=== DATA EXCERPTS ===
○ ○ ○

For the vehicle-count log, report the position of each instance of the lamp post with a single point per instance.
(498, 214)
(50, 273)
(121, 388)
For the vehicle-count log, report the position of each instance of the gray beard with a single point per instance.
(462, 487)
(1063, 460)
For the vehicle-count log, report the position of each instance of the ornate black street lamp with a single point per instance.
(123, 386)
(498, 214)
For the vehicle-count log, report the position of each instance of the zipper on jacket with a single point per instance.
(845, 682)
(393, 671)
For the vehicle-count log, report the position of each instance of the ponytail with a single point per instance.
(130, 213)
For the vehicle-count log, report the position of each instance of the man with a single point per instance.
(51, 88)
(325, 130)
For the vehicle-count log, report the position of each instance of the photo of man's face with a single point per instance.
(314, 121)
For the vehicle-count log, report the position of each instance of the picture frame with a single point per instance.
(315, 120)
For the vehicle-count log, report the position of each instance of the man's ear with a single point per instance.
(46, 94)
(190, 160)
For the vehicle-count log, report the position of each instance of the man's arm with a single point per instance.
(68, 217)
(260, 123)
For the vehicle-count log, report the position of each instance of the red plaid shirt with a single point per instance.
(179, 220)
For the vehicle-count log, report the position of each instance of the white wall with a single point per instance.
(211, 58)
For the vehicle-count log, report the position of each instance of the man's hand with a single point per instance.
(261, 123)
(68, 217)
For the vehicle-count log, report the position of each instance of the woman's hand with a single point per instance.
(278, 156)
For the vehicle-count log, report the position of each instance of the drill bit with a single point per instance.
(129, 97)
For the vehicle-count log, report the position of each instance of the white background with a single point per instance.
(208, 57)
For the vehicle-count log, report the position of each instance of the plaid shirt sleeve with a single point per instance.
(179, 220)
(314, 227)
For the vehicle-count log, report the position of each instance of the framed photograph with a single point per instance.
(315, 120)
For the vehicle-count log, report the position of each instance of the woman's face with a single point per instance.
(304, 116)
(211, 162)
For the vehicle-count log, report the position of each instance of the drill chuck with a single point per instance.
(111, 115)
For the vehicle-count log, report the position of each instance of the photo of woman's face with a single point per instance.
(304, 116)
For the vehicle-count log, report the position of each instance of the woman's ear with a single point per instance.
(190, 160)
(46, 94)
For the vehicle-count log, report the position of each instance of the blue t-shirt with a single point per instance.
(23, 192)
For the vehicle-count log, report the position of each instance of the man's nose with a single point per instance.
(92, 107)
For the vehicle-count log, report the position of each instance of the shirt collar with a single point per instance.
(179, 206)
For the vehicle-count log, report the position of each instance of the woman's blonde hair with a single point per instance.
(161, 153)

○ ○ ○

=== SET PROBLEM ===
Could you return, word for word, every line starting with the one that contains "hair with a single point per instance." and continuing through the end of the records above, including both that line and the last one?

=== RESPONSE ===
For the vehicle-count log, report the position of each instance of the woman's blonde hair with a single point per instance.
(161, 153)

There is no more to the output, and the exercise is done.